### Excerpt to read
┄┄┄┄┄┄

We also need to update print . func print(_ expr: Expr) -> String { switch expr { case let .int(value): return "\(value)" case let .add(lhs, rhs): return "\(print(lhs)) + \(print(rhs))" case let .mul(lhs, rhs): return "\(print(lhs)) * \(print(rhs))" } }

— 11:01

Let’s take it for a spin by tweaking the expression we evaluated a moment ago: eval(.mul(.add(3, 4), .add(5, 6))) // 77

— 11:10

The math checks out, so looking good.

— 11:16

Let’s do the same for printing: print(.mul(.add(3, 4), .add(5, 6))) // 3 + 4 * 5 + 6

— 11:22

Ah, ok this isn’t quite right. See, multiplication has a higher precedence than multiplication, so this expression really represents 2 + (3 * 4) + 5 , but we really wanted (2 + 3) * (4 + 5) . Turns out our print function isn’t quite right.

— 11:44

To fix it, we need to add some parentheses: func print(_ expr: Expr) -> String { switch expr { case let .add(lhs, rhs): return "(\(print(lhs)) + \(print(rhs)))" case let .int(value): return "\(value)" case let .mul(lhs, rhs): return "(\(print(lhs)) * \(print(rhs)))" } } print(.mul(.add(2, 3), .add(4, 5))) // "((3 + 4) * (5 + 6))"

┄┄┄┄┄┄

### Data provided
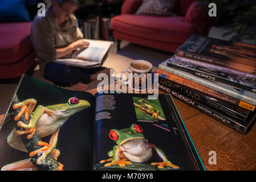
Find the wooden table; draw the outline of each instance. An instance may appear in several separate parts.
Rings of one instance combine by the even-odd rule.
[[[95,94],[97,89],[88,92]],[[244,135],[173,100],[206,170],[256,170],[256,125]],[[211,151],[217,154],[216,164],[209,163]]]

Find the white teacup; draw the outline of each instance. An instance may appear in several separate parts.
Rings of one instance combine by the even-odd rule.
[[[141,89],[141,86],[143,84],[147,84],[147,74],[151,73],[152,68],[152,64],[148,61],[143,60],[132,61],[129,64],[129,69],[124,69],[121,73],[123,74],[125,72],[128,72],[129,73],[133,74],[132,80],[133,84],[129,84],[131,81],[131,80],[129,80],[129,78],[127,80],[121,80],[121,81],[124,85],[127,85],[129,84],[129,86],[133,89],[138,90],[145,90],[145,89]],[[145,77],[140,77],[140,75],[141,76],[141,73],[144,73],[143,76],[145,76]],[[136,77],[136,75],[139,76]],[[139,85],[139,86],[137,86],[137,88],[136,85]]]

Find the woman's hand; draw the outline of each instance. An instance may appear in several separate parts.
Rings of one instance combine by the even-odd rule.
[[[86,42],[86,39],[78,40],[71,44],[73,50],[76,50],[79,48],[85,49],[89,46],[90,43]]]
[[[71,43],[67,47],[56,49],[57,58],[64,57],[78,48],[87,48],[89,46],[89,44],[90,43],[86,42],[86,39],[80,39]]]

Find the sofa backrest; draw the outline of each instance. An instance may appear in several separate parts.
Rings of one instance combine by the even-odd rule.
[[[197,0],[177,0],[174,12],[178,15],[185,16],[189,6]]]

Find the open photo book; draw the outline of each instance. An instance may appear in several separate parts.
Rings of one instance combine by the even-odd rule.
[[[113,42],[105,40],[86,39],[89,47],[74,52],[71,58],[58,59],[54,62],[71,66],[91,68],[101,66],[107,58]]]
[[[1,170],[205,170],[170,94],[63,89],[24,75],[0,126]]]

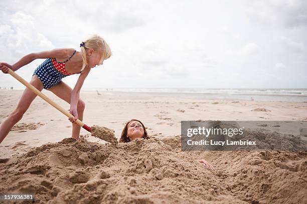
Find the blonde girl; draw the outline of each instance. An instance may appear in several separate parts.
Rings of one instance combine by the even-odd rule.
[[[95,35],[82,42],[80,52],[73,48],[55,49],[51,51],[31,53],[13,65],[0,63],[0,70],[7,73],[9,68],[16,71],[37,59],[47,59],[34,71],[31,84],[41,91],[43,89],[51,91],[70,104],[70,112],[74,117],[69,118],[73,123],[72,137],[79,139],[80,127],[75,123],[82,120],[85,104],[79,98],[80,91],[91,69],[102,65],[104,60],[111,57],[110,47],[102,38]],[[73,74],[80,74],[73,89],[62,81]],[[12,128],[19,121],[37,96],[28,88],[25,89],[17,107],[0,126],[0,143]]]

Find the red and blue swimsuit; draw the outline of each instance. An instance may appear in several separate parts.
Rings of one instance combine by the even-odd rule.
[[[74,74],[66,72],[65,63],[70,59],[76,53],[76,50],[66,61],[62,62],[57,61],[55,58],[46,59],[35,71],[33,75],[36,75],[42,81],[44,88],[50,89],[56,85],[64,77]],[[81,73],[81,72],[80,72]]]

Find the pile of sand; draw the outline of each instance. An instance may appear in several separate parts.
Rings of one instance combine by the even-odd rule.
[[[65,139],[0,160],[0,191],[50,203],[307,202],[305,151],[182,152],[180,144]]]

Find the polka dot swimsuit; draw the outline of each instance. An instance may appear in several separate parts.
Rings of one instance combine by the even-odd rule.
[[[65,63],[76,53],[76,51],[66,61],[63,62],[57,61],[55,58],[46,59],[35,71],[33,75],[36,75],[42,81],[44,88],[50,89],[62,81],[67,76],[78,73],[69,73],[66,72]],[[81,72],[80,72],[81,73]]]

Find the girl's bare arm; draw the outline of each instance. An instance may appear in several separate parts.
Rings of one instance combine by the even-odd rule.
[[[21,67],[27,65],[37,59],[46,58],[65,58],[70,57],[70,49],[55,49],[54,50],[43,51],[39,53],[33,53],[27,55],[22,58],[18,62],[12,65],[12,70],[14,71]]]

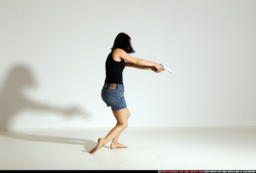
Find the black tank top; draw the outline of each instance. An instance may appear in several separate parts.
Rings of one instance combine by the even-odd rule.
[[[106,60],[106,79],[107,83],[117,83],[123,84],[123,70],[125,67],[125,62],[123,59],[118,62],[114,60],[112,51]]]

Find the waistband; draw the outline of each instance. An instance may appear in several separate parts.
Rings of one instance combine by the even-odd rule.
[[[108,88],[110,86],[111,84],[111,83],[104,83],[104,88]],[[115,89],[118,90],[119,89],[124,88],[124,86],[122,84],[115,84]]]

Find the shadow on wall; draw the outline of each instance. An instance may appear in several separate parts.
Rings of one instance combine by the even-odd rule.
[[[95,142],[85,139],[31,135],[20,133],[17,130],[10,130],[8,128],[10,120],[21,111],[34,110],[40,112],[51,112],[63,115],[65,117],[77,114],[86,118],[89,118],[89,116],[88,114],[76,107],[53,107],[29,98],[25,94],[24,90],[35,87],[36,81],[32,71],[27,65],[18,64],[12,67],[5,80],[3,86],[0,88],[0,128],[6,129],[3,129],[0,135],[32,141],[80,145],[84,145],[86,143],[86,148],[87,147],[95,146]],[[81,142],[74,142],[74,141],[81,141]]]

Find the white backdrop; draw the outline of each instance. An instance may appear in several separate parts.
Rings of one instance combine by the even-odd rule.
[[[0,0],[1,127],[108,127],[101,98],[116,36],[130,127],[256,125],[256,1]],[[30,87],[33,86],[33,87]]]

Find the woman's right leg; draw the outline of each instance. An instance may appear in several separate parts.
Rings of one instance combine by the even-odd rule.
[[[117,121],[116,126],[110,130],[105,138],[99,139],[98,145],[90,151],[90,154],[95,153],[109,141],[118,136],[127,127],[128,120],[127,109],[126,108],[119,110],[113,111],[114,116]]]
[[[125,109],[126,109],[127,111],[127,120],[129,119],[129,117],[130,117],[130,115],[131,114],[130,113],[130,111],[129,111],[129,109],[127,108],[126,108]],[[113,111],[113,113],[115,114],[115,112]],[[116,123],[116,125],[117,125],[118,124]],[[127,148],[127,147],[125,146],[122,144],[121,144],[118,142],[118,139],[119,138],[119,136],[120,135],[121,133],[118,135],[116,137],[113,139],[112,140],[112,142],[111,143],[111,145],[110,145],[110,148],[111,149],[115,149],[116,148]]]

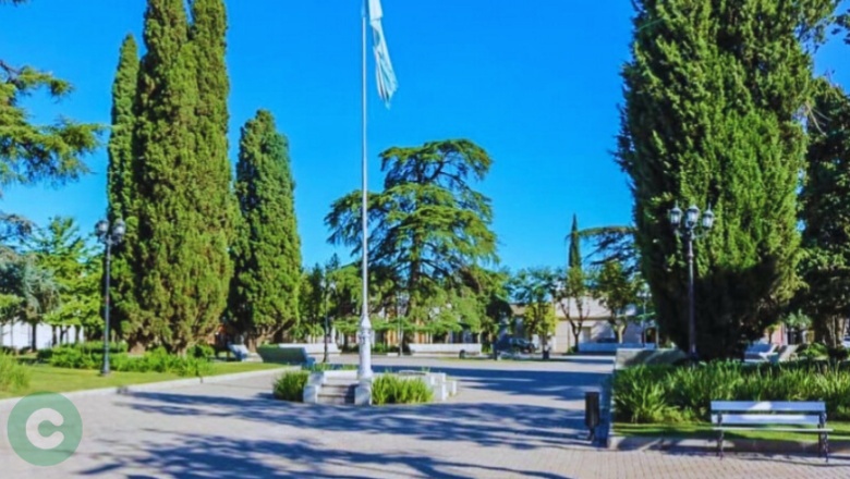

┄┄┄┄┄┄

### Instructions
1. Answer these questions about the Swift excerpt, each on its own line:
(a) What result does the comment give for eval(.mul(.add(3, 4), .add(5, 6)))?
(b) Before the fix, what output does the comment show for print(.mul(.add(3, 4), .add(5, 6)))?
(c) What does the excerpt say must be added to the print function to fix it?
2. Render as a numbered list the lines of the entries starting at the line containing "Find the open" and ending at the line containing "[[[1,170],[205,170],[170,94],[63,89],[24,75],[0,126]]]", omitting any blank lines.

### Responses to the exercise
1.
(a) 77
(b) 3 + 4 * 5 + 6
(c) Parentheses

2.
1. Find the open photo book; draw the outline of each instance. An instance may appear in several separate parts.
2. Rings of one instance combine by the even-odd rule.
3. [[[113,42],[105,40],[86,39],[89,47],[74,52],[71,58],[58,59],[54,62],[71,66],[91,68],[101,66],[107,58]]]
4. [[[1,170],[205,170],[170,94],[63,89],[24,75],[0,126]]]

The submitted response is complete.